▶ Assignment
Only certain lines below are wanted: those starting at the line containing "Thank you for the photograph. Please indicate the green" and ending at the line containing "Thank you for the photograph. Please indicate the bridge roadway", both included, each retyped exactly.

(Stored dataset items)
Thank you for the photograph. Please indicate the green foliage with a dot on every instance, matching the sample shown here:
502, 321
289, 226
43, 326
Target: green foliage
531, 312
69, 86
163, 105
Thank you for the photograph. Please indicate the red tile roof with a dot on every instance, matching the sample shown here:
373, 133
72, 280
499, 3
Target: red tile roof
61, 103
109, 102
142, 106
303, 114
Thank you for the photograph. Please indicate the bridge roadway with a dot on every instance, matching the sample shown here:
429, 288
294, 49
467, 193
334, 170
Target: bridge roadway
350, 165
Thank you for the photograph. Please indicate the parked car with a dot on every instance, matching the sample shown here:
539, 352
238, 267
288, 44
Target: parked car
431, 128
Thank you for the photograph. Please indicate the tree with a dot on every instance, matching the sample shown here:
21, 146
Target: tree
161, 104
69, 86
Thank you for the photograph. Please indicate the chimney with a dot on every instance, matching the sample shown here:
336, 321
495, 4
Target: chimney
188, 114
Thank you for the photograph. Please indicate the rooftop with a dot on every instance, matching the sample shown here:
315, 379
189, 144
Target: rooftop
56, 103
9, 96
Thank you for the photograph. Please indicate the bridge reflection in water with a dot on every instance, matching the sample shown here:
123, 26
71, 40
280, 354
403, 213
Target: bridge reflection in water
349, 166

...

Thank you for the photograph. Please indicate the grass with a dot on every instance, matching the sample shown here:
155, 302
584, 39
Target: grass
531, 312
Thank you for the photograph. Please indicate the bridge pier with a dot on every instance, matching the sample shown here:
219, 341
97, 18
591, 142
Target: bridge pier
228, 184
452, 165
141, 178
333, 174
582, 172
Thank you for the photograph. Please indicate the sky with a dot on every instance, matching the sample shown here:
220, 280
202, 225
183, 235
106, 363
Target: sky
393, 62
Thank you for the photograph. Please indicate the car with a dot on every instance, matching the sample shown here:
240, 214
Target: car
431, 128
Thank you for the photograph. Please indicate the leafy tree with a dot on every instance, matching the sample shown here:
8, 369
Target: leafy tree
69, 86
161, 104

▶ Result of the task
Thank you for the photograph. Please indicate the green foliage with a dot on every instance, matching the sample shown here:
502, 321
289, 226
43, 326
Target: green foliage
531, 312
69, 86
163, 105
Thank you for the photograph. Please indicate the red tile roof with a dot on every instance, matching the sample shown here:
373, 133
72, 280
499, 3
Target: red tile roof
61, 103
109, 102
142, 106
303, 114
Thank you for the photograph. Please indicate the bridge roadway with a dot on every instance, matching the sample shown here:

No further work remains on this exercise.